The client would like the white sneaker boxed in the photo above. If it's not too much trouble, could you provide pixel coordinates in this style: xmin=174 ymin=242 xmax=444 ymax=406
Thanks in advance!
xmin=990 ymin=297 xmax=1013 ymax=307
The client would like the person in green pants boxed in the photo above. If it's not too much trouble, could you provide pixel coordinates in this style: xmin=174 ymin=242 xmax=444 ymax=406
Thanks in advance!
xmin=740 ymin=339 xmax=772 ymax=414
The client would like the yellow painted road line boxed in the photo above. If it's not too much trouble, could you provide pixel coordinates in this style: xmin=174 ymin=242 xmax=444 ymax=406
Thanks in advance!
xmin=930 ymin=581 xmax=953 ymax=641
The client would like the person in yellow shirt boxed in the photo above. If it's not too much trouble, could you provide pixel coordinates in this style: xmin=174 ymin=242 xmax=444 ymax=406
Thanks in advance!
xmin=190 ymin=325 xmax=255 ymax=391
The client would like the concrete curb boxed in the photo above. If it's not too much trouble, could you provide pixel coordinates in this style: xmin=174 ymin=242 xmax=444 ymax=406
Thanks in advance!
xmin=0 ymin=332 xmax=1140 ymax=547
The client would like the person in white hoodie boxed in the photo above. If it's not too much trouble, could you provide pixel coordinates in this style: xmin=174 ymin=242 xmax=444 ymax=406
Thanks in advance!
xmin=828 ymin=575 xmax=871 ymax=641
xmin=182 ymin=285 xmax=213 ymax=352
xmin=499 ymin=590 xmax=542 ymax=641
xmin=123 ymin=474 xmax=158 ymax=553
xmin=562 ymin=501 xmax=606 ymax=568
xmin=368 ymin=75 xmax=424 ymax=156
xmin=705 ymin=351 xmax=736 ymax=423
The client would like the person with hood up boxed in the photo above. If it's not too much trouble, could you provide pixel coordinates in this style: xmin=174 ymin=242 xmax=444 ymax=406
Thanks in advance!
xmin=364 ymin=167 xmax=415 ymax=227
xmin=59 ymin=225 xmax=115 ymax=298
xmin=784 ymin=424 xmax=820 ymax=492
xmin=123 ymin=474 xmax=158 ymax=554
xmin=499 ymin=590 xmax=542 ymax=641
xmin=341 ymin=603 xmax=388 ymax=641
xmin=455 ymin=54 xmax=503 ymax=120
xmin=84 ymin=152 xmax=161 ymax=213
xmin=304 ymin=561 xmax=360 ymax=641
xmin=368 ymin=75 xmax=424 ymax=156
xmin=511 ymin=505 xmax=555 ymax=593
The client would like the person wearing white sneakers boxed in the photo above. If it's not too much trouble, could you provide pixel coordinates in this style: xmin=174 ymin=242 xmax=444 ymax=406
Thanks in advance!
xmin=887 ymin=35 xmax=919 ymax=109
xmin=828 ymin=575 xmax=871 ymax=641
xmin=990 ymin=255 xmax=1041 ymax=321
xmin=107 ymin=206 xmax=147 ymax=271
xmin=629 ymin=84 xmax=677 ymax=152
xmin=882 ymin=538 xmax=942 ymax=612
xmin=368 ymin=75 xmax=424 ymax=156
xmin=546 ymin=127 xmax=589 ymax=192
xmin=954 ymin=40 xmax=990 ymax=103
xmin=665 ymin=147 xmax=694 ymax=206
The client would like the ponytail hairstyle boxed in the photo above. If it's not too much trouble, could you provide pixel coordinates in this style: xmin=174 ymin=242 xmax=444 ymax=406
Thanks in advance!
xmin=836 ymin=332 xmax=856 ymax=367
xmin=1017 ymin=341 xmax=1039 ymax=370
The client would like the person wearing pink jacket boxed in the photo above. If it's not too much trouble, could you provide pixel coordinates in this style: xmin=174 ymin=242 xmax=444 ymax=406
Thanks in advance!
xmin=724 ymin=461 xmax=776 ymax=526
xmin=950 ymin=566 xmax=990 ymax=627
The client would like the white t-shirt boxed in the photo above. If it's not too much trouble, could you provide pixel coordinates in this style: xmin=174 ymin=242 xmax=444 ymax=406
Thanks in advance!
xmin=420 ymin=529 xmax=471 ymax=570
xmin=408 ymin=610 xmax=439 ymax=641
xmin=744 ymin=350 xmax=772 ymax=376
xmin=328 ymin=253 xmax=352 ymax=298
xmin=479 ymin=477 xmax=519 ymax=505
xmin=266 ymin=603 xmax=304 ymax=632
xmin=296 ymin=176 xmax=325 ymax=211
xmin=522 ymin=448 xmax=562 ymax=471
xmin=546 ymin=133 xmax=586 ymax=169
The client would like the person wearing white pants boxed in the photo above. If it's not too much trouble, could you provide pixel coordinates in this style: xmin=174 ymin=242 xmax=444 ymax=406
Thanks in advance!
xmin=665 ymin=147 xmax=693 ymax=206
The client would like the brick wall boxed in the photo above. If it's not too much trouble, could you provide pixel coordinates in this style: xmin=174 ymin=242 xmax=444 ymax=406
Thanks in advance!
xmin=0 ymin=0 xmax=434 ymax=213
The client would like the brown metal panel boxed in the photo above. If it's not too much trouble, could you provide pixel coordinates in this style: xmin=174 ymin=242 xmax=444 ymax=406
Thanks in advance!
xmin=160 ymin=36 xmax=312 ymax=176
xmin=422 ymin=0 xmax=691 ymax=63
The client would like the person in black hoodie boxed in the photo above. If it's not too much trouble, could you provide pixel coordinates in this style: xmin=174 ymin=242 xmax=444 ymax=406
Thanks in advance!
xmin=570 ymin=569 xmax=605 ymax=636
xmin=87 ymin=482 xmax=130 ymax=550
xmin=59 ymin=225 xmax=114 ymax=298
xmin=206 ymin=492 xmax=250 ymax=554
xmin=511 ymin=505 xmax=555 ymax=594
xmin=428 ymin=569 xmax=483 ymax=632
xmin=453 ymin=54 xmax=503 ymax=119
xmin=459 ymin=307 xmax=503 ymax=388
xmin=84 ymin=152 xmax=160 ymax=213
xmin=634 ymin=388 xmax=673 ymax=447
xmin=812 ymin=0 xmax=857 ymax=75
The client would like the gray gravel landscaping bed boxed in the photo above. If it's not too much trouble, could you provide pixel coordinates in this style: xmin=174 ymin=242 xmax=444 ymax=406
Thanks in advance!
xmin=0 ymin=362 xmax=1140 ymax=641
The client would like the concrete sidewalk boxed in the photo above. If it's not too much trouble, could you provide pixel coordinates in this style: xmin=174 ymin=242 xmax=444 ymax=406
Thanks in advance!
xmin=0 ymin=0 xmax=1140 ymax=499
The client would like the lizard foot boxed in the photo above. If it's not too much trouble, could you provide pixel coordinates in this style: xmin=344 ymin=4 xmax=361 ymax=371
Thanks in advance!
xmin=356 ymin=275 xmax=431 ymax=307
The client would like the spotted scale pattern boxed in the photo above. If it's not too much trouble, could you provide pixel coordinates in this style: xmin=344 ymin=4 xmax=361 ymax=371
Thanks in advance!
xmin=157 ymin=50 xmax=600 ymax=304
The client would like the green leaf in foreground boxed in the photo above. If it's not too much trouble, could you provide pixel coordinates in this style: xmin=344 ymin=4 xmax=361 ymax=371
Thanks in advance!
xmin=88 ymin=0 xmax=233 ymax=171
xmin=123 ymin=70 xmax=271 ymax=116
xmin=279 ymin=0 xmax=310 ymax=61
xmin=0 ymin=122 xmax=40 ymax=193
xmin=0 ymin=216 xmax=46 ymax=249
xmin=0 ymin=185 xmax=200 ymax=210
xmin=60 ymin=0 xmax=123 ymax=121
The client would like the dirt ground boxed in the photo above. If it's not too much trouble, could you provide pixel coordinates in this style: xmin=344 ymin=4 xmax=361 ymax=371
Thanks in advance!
----------
# [DIRECTIONS FOR THIS TASK]
How many lines in the entries above contain the string "green", with case counting? Reply with only the number.

# [COMPLETED TASK]
2